■ Excerpted data ■
►
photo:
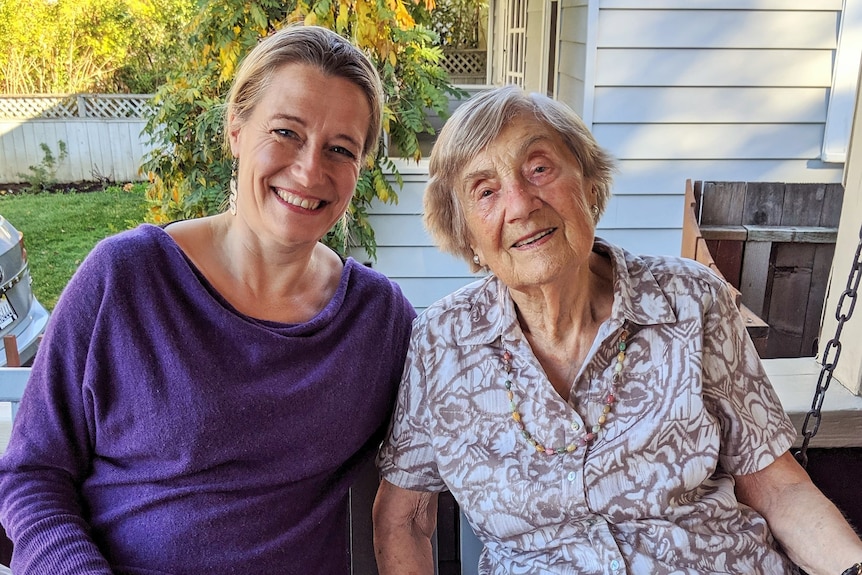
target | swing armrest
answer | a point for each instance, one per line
◄
►
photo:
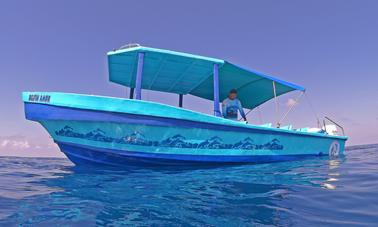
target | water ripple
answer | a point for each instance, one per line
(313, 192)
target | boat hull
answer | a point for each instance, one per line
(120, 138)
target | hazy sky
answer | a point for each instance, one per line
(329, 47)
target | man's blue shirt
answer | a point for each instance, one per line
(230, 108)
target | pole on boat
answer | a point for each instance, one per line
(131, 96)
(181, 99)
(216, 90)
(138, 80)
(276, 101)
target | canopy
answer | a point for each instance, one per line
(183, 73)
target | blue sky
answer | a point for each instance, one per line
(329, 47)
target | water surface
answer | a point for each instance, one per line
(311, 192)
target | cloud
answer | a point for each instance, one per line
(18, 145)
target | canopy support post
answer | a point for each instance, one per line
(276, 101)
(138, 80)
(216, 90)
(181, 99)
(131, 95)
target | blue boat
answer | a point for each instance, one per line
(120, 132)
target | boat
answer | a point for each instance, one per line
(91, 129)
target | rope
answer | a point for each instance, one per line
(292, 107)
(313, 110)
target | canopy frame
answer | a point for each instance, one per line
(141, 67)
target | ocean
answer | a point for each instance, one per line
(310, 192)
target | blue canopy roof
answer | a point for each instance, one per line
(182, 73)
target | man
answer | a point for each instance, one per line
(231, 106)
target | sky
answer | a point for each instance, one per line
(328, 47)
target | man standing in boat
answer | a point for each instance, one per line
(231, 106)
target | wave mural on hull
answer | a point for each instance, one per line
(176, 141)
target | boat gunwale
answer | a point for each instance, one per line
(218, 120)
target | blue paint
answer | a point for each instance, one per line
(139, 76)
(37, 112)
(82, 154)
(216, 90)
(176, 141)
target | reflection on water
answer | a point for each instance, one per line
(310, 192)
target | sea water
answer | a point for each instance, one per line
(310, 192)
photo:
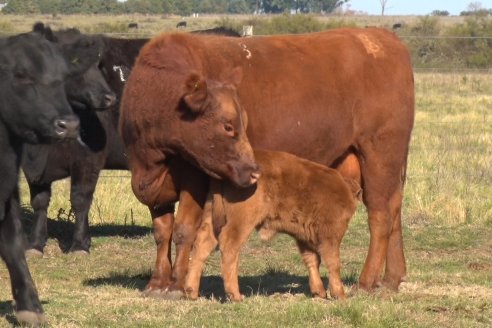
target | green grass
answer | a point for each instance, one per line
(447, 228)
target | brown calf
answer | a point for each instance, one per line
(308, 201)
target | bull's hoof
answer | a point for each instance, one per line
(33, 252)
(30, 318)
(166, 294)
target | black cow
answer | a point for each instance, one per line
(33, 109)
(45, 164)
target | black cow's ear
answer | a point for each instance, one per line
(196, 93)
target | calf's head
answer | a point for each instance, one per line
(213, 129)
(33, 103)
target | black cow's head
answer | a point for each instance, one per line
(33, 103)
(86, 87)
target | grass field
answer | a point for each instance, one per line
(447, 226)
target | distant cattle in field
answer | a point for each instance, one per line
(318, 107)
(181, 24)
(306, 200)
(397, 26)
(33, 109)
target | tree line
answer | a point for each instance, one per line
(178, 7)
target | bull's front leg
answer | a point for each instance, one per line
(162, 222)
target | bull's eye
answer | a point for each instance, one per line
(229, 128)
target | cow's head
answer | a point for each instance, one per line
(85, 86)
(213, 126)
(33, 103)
◄
■ Aim of the task ■
Identify every line in the items above that contains the string "calf", and copy each such line in full.

■ Solution to the exercise ■
target | brown calf
target | calf's head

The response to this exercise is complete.